-- begin --

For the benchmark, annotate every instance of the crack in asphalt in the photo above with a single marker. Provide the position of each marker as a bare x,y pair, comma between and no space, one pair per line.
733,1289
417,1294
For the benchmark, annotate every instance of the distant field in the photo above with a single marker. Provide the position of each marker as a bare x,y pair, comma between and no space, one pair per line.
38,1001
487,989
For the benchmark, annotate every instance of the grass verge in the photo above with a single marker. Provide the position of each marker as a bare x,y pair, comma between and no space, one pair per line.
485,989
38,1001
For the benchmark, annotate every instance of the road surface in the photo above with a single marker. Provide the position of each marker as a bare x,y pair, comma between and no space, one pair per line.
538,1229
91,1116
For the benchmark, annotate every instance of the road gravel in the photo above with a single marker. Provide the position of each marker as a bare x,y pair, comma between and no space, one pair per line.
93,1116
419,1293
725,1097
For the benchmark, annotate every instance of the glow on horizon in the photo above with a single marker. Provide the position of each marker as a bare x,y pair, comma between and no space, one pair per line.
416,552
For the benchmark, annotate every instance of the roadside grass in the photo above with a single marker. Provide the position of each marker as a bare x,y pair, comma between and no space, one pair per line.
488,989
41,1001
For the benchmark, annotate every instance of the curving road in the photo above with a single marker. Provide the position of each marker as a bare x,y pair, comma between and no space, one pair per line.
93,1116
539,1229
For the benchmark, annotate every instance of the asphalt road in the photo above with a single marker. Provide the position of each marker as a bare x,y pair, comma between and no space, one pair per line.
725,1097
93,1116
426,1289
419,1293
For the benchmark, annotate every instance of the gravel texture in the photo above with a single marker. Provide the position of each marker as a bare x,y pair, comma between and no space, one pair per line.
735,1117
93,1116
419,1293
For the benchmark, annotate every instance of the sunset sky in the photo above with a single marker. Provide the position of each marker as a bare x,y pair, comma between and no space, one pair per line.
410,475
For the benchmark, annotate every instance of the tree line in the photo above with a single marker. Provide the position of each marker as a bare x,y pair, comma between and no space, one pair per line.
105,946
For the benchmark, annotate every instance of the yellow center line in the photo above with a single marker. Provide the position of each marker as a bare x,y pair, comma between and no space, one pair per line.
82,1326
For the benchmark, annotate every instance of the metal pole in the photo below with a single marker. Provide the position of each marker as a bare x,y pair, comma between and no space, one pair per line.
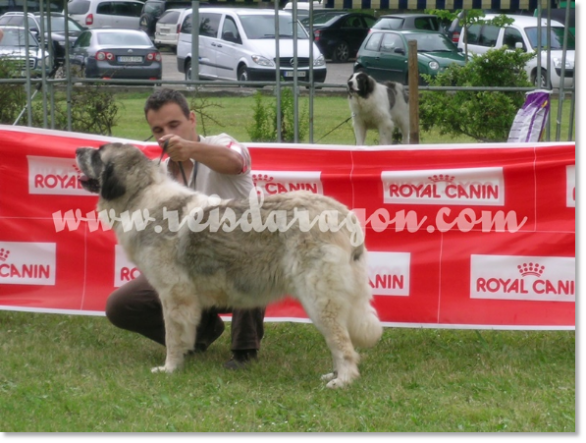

-- end --

How many lines of the entries above contain the string "texture"? Case counts. Reply with the number only.

[Full solution] 1